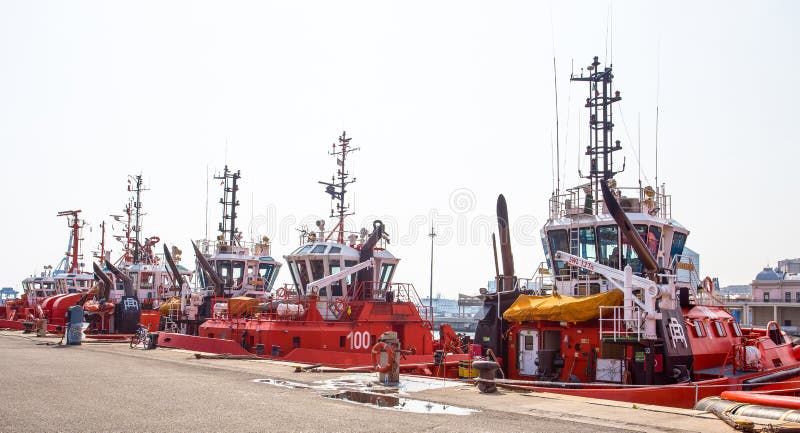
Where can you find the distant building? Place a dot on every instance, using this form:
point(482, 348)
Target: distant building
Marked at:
point(775, 297)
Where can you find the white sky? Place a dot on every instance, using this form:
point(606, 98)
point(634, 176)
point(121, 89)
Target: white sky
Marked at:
point(450, 102)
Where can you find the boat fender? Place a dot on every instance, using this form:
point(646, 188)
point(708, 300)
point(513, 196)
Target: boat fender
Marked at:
point(376, 350)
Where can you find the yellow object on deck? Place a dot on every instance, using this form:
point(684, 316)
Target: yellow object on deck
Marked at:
point(561, 308)
point(173, 303)
point(241, 305)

————

Task directions: Write out all of the entries above word for word, leaving the pictures out of your answer.

The output:
Where can you find the distant building? Place a dot on every instance, using this form:
point(482, 348)
Target: distant building
Marked at:
point(775, 297)
Where can you find the white sky? Place a dot on every instance, using this form:
point(606, 98)
point(634, 176)
point(121, 89)
Target: white sky
Marked at:
point(450, 102)
Where can you find the boat fender? Place a dot on every instance, using this form:
point(646, 188)
point(708, 300)
point(513, 196)
Target: boat fender
Marked at:
point(376, 350)
Where can you find the yellow object on deck? Place a dot on every instance, using this form:
point(684, 316)
Target: yellow object on deck
Marked at:
point(561, 308)
point(173, 303)
point(241, 305)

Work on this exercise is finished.